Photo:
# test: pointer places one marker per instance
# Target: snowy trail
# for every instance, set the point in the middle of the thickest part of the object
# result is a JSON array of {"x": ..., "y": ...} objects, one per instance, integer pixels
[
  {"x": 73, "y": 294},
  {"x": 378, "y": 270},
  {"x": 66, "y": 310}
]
************
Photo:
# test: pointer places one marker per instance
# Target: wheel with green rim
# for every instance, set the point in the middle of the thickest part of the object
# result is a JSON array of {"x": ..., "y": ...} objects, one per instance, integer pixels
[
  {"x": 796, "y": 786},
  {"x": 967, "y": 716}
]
************
> [What this task involves] Pull out every line of the records above that contains the word "Target", and list those lines unchanged.

> [Solution for this problem]
# Target: snowy trail
# Target: wheel with green rim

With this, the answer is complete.